所给材料:
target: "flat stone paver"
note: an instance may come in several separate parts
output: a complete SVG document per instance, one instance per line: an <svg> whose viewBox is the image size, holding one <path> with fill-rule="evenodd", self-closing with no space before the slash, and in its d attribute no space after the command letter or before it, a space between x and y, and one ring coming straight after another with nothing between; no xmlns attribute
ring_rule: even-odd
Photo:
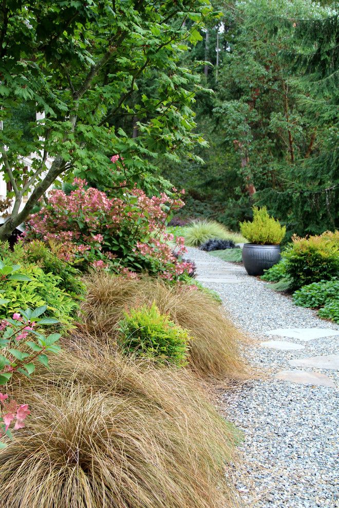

目标: 把上面条目中的每一行原样照抄一遍，答案里不要包含图片。

答复:
target: "flat stone paver"
note: an instance may come in several separate parts
output: a complete SVG document per instance, one instance per line: an <svg> whose viewBox is the image size, holding one <path> with fill-rule="evenodd", self-closing with no space before the slash, and in its d attribute no space after the command letter or before it, a space between x and y, and one ring coming straight after another with nothing between; no xmlns attribute
ring_rule: even-odd
Photo:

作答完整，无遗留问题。